* _Vorgegebener Text_:
# Angeln An Der Our In Luxemburg



## saja22 (30. April 2008)

Hallo,

Vielleicht kann mir ja einer der erfahrenen Angler hier helfen. Ich möchte mit meinem Vater dieses WE zum Angeln an die OUR fahren. Einen noch für dieses Jahr gültigen FES für Luxemburg haben wir. Nun meine Frage: Wo bekomme ich die sogenannte Erlaubnis zur Grundstücksbetretung oder gibt es an der OUR auch Stellen wo wir ohne angeln können? 
Wäre über Antworten sehr erfreut und bin jetzt schon dankbar für jede Hilfe!

PS: An der OUR kann man ja jetzt schon auf Brassen angeln, laut dem Gesetz!


----------



## Flo-Zanderkönig (30. April 2008)

*AW: Angeln An Der Our In Luxemburg*

Hallo,

der Binnengewässerschein bringt dir an der Our nichts. Da brauchst du den Grenzgewässerschein und die Erlaubnis des Pächters. Leider weiß niemand genau wer wie wo was gepachtet hat. Und so bekommst du auch nicht die Erkaubnis vom Pächter. Wenn du mal nachdenken würdest würdest du wissen das Friedfische Sommerlaicher sind....und somit erst Schonzeit haben. Müssten eigtl. ab dem 1 Mai geschützt sein.

Edit: Friedfische alle Schonzeit bis 15 Juni, Brassen gibt es keine ist ein Bach und Karausche ist eh in ganz Lux. ganzjährig geschützt.

Einträge zum Zeigen und Beschriften
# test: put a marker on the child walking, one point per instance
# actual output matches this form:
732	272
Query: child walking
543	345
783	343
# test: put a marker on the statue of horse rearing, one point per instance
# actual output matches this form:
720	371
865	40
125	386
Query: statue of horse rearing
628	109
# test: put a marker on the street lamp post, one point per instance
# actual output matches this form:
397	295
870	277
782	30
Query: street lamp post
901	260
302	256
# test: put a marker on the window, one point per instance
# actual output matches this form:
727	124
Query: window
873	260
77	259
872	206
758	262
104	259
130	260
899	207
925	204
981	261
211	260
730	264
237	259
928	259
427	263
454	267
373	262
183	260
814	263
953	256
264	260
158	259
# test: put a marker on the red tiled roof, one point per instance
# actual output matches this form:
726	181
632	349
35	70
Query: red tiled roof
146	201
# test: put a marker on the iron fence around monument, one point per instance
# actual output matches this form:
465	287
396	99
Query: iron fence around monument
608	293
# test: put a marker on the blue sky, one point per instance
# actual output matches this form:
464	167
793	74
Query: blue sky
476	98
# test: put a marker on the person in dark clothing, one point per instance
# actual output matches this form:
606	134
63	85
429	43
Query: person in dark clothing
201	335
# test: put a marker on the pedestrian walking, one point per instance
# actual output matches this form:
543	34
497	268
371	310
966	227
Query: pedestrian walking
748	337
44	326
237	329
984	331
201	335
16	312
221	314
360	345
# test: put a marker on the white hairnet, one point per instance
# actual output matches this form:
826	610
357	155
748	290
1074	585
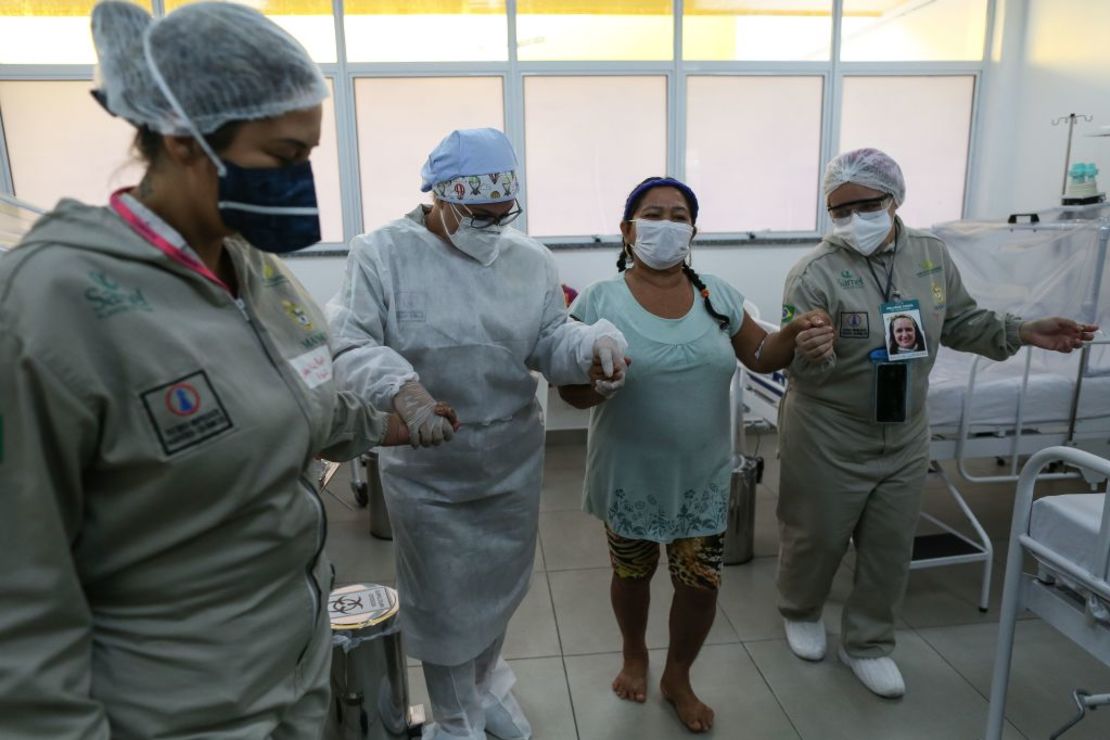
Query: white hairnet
868	168
221	61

* _Zu erledigende Arbeit_: Welcher Abschnitt im Text über das Angeln an der Our beginnt mit den Worten „Wäre über Antworten“ und endet mit „Flo-Zanderkönig (30. April 2008)“? Schreiben Sie ihn wortgetreu ab. Stützen Sie sich ausschließlich auf den Text über das Angeln an der Our.

* _Schriftliche Antwort_:
Wäre über Antworten sehr erfreut und bin jetzt schon dankbar für jede Hilfe!

PS: An der OUR kann man ja jetzt schon auf Brassen angeln, laut dem Gesetz!


----------



## Flo-Zanderkönig (30. April 2008)